Your instructions:
Please format the lines of the records below as a JSON list of strings, beginning with the line containing "[locate] the denim" and continuing through the line containing "<point>684,319</point>", both included. Use one string per line and leave out blank lines.

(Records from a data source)
--- --- ---
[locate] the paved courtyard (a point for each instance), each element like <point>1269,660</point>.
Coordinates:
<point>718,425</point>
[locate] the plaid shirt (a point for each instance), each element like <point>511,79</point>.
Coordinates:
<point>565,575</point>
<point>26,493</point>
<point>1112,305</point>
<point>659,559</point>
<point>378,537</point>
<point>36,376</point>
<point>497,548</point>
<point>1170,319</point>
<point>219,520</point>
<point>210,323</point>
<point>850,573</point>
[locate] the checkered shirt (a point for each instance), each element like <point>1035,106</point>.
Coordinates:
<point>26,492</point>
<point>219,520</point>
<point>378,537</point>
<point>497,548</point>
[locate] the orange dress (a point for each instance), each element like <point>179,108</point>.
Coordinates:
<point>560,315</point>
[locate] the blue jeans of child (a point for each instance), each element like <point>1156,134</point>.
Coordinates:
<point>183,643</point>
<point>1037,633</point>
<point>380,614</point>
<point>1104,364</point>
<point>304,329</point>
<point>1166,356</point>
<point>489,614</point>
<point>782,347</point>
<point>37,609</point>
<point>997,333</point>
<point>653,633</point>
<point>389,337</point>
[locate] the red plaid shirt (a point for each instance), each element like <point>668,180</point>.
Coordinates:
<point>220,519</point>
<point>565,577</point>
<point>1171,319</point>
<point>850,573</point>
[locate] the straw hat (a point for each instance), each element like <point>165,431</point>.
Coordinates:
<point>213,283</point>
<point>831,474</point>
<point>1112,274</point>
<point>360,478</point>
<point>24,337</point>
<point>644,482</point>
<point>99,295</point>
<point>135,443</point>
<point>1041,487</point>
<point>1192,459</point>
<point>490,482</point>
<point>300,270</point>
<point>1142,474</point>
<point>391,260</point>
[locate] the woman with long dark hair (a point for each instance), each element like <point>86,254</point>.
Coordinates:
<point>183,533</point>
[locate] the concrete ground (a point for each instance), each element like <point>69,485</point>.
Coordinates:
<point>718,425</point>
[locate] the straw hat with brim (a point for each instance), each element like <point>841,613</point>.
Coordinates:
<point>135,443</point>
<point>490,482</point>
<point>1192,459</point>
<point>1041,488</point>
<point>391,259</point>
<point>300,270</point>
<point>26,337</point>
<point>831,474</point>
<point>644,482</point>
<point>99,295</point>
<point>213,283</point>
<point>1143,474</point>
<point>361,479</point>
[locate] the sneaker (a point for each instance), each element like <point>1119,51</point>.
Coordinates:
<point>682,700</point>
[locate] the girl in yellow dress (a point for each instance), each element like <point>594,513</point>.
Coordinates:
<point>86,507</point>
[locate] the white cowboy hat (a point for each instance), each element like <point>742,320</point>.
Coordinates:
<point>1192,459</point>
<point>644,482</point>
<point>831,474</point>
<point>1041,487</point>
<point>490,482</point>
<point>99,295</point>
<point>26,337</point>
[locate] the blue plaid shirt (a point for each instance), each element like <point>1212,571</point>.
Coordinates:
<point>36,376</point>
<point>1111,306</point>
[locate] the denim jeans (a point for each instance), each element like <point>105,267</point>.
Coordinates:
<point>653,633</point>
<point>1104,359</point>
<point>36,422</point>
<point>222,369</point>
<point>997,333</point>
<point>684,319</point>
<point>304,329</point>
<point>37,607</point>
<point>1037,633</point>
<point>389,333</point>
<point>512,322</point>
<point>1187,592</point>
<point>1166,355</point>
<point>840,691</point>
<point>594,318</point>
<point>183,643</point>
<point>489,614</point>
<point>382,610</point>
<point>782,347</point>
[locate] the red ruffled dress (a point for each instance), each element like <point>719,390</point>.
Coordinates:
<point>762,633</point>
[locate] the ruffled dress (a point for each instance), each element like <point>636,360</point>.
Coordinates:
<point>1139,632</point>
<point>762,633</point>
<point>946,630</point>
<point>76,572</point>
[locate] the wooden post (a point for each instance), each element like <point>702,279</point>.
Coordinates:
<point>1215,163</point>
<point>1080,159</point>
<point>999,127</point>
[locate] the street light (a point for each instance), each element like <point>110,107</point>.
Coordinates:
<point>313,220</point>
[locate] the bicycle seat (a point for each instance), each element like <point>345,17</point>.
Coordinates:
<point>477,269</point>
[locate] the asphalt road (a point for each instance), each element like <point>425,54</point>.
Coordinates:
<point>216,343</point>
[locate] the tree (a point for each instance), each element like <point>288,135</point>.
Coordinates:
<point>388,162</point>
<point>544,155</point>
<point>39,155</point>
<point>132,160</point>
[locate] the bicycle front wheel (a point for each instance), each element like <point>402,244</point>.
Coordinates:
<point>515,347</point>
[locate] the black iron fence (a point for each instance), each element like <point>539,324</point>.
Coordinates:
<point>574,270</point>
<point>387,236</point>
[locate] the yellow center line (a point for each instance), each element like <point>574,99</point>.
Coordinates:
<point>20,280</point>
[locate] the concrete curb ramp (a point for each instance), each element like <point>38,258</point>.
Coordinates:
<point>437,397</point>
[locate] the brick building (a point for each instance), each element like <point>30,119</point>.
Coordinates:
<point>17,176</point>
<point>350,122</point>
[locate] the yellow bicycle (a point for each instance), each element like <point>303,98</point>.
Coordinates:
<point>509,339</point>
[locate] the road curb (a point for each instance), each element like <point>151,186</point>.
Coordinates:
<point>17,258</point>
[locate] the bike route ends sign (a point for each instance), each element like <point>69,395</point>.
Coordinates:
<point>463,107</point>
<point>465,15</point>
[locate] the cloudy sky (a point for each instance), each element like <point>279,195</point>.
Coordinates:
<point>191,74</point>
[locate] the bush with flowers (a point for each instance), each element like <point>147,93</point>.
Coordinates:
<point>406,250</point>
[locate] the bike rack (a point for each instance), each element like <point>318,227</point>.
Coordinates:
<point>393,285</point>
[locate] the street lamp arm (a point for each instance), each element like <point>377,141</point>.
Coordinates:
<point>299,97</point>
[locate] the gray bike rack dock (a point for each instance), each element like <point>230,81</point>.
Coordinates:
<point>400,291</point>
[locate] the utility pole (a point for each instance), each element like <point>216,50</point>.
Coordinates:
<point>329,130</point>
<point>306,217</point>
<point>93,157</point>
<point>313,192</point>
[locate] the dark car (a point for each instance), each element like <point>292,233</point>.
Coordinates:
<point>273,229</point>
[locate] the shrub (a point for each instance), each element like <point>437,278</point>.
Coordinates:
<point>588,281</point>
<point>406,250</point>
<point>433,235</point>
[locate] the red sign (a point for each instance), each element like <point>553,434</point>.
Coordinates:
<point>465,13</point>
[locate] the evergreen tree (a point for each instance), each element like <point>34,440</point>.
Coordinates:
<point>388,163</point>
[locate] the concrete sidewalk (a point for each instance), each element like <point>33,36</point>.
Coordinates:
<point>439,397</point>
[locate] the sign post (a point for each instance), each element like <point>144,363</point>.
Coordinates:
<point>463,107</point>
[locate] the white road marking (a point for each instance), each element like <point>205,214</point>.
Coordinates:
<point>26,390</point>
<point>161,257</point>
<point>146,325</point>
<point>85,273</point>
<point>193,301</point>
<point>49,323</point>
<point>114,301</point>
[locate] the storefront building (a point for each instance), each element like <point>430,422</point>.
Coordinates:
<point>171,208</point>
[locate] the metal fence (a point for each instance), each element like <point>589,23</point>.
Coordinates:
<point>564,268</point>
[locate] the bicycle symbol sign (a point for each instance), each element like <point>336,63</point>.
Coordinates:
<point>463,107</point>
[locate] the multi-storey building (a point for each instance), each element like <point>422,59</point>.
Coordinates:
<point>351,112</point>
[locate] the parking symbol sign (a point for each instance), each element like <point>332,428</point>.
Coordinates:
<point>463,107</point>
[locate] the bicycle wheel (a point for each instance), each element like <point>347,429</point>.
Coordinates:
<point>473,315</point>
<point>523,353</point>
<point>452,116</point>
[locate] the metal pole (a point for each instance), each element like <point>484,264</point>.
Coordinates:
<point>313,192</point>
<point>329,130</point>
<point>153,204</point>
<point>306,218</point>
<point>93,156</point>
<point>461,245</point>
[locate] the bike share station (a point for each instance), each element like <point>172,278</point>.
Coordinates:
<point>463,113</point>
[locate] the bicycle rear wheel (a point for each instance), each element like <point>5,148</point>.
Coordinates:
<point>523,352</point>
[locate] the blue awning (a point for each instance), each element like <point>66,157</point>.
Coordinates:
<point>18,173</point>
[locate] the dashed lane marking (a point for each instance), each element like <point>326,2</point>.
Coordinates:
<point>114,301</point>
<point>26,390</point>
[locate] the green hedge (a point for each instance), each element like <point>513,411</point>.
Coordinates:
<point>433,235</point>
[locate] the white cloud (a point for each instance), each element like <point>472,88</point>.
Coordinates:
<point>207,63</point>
--- --- ---
Full solution:
[
  "[locate] the denim jeans (a point for each instance), each element like <point>105,267</point>.",
  "Coordinates:",
  "<point>653,633</point>",
  "<point>1104,359</point>",
  "<point>36,422</point>",
  "<point>222,369</point>",
  "<point>997,333</point>",
  "<point>684,319</point>"
]